> _What this task involves_: Everything from the line containing "Please mark the brown" through the final line of the entries below should be repeated exactly, and nothing else.

> _Input data_:
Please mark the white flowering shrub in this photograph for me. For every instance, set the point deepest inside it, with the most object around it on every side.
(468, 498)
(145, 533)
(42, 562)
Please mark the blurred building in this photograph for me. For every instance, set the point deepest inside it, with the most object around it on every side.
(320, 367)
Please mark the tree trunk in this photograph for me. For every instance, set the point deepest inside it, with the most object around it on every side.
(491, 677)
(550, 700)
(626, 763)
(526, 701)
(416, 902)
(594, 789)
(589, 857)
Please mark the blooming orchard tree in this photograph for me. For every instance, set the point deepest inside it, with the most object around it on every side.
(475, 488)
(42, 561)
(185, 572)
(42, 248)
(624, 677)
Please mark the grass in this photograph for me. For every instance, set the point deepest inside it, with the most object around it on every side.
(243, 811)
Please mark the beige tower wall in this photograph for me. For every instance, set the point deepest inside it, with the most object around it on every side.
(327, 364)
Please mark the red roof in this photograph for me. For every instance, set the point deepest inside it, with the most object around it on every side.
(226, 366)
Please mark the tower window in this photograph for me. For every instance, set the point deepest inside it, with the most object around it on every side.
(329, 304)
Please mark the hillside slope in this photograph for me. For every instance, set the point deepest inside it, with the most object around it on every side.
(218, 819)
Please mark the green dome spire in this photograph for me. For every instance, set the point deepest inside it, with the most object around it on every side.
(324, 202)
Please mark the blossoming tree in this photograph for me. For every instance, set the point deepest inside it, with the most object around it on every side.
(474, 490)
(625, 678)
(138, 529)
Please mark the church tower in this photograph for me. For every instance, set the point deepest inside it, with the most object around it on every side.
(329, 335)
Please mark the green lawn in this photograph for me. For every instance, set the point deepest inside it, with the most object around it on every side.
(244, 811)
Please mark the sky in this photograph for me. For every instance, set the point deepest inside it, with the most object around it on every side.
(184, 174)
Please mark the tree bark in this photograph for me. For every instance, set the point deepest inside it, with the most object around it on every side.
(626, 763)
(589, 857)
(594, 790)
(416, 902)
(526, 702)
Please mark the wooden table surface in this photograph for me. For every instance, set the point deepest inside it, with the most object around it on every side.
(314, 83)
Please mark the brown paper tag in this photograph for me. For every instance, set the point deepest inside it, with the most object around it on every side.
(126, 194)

> _Output of the exercise_:
Please mark the brown paper tag in this photograph for me. For every instance, set the point deepest inside it, with the most object around it on every side.
(126, 194)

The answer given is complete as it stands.